==== EXTRAIT DU TEXTE ====

Carnet de voyages en Nouvelle-Zélande, Europe et Amérique du Sud
Organiser ses souvenirs

Organiser ses souvenirs

C’est toujours difficile d’amasser et ramener des souvenirs quand on part pour plusieurs mois avec un seul bagpack sur le dos. Peu de place pour autre chose que le strict nécessaire. Au pire on achète quelques épices, un magnet complètement kitsch, ou un petit kiwi en peluche qu’on prendra en photo dans chaque lieu visité. Mais chaque objet implique plusieurs grammes en plus à notre carapace, déjà peu légère. Alors ce que l’on récupère se garde dans un coin de la tête, sur la carte SD de l’appareil photo ou inscrit dans le carnet de voyage, au milieu des idées et des impressions notées lors d’une pause à la terrasse d’un café, ou entre deux secousses dans un bus asiatique.
Une fois rentré à la maison on range le sac et les cahiers, on transfère les photos de l’appareil à l’ordinateur, on raconte quelques anecdotes aux copains pendant les premières semaines. Puis le quotidien nous rattrape, et analyser la soirée de la veille prend plus d’importance que parler de cette rencontre dans les ruelles de Trinidad, avec des personnes qu’on ne reverra sûrement plus jamais.

Albums photos

Mes voyages au long cours, et mes années d’étudiante, ont été rythmés par des tri et des impressions de photos, pour en faire de beaux albums. J’ai grandi dans une maison remplie d’albums, que je connais par cœur, sensibilisée très tôt à la finesse de l’argentique et d’un visage capturé sur le vif, ainsi qu’à la petite annotation à côté d’un portrait, qui permet de ne pas oublier les dates. Alors garder la chronologie du voyage, et montrer aux parents – qui n’ont pas Instagram – par où je suis passée, était tout à fait naturel pour moi. J’ai fais cela à mon retour de Nouvelle-Zélande, et j’avais même imprimé mes articles de blog pour les faire lire à ma mamie, afin qu’elle ait une idée plus concrète de mon parcours.

====

## OBJECTIFS:
1. Dans l'extrait sur les souvenirs de voyage, relevez les objets qu'on achète au pire pendant le voyage.
2. Prolongez l'extrait sur les souvenirs de voyage à partir de sa dernière phrase.

==== ENTRÉES ====

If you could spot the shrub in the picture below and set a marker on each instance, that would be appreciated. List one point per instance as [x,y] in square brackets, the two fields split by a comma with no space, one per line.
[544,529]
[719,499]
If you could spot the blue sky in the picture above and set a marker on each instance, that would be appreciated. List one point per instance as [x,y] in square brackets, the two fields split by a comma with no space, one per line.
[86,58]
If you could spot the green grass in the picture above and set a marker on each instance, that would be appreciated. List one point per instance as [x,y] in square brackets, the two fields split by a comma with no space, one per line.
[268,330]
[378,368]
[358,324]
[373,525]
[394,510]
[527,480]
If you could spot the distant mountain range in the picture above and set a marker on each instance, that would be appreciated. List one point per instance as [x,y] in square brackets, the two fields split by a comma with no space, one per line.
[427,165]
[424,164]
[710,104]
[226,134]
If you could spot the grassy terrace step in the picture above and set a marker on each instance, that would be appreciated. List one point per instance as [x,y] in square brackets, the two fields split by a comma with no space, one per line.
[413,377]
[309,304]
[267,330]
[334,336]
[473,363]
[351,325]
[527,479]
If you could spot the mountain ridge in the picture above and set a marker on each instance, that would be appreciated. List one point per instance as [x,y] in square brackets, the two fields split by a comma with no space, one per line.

====

## RÉPONSES ATTENDUES:
1. quelques épices ; un magnet complètement kitsch ; un petit kiwi en peluche

2.
Puis, une fois ma Nouvelle-Zélande et l’Asie du Sud-Est imprimées, et rangées sur mes étagères, j’ai laissé la vie (re)prendre son cours. Les journées parisiennes se sont enchaînées, rythmées par des voyages réguliers. Je prenais toujours autant de photos, mais je n’avais pas envie de passer mes soirées à trier les souvenirs de mes excursions. 2012 est passée, puis 2013, 2014, et maintenant 2018 est bien entamée. Il a fait un temps pourri cet hiver, j’en ai profité pour passer plusieurs soirées sur mon ordinateur et trier six ans de photos, pour les ranger dans un album.

Trier des souvenirs

Trier des photos, trier les souvenirs. Quel travail de titan. Plusieurs giga s’accumulent dans nos ordinateurs et nos disques durs. On n’ouvre plus les dossiers, on a oublié comment s’appelait ce Néerlandais qui a posé avec nous sur une plage cambodgienne. Quel était le goût de cette Bintang partagée sur la plage de Seminyak, quelques heures avant de reprendre l’avion vers l’Europe?

Et pourquoi a-t-on pris cette photo? J’ai lu un article dernièrement sur ces images qui s’accumulaient dans nos smartphones, et qu’on ne regardait plus. On n’imprime plus nos souvenirs. On sort trop souvent nos portables pour les brandir en pleine rue, pour une lumière particulière ou une jolie perspective. A coup de dizaines de photos par semaine, le compte est vite fait. Pourtant, on n’en regardera pas la moitié, oubliées dans les limbes de l’iPhone, entre un burger saignant et l’énième bébé né cette année. Car finalement un coucher de soleil ressemble toujours à un coucher de soleil, qu’il soit pris depuis le Pont Neuf ou sur une plage normande.

Puis, en fouillant, pour savoir lesquelles choisir et imprimer, je suis retombée sur les photos que j’avais oubliées. Un fou rire immortalisé, un selfie rempli de sourires et de regards hagards en pleine soirée, la première photo d’une amitié – à l’époque tellement anecdotique que l’image a failli disparaître, ou d’autres petites perles à destination ultra-confidentielle. Je me suis empressée de les envoyer aux amis, pour rire un bon coup, ou mieux les ranger cette fois-ci.Imprimées demain, elles seront annotée d’une date, ou d’un lieu. Et dans dix ans, je m’en souviendrai encore quand je tournerai les pages de cet album que, contrairement à mon iPhone, je n’aurai pas perdu.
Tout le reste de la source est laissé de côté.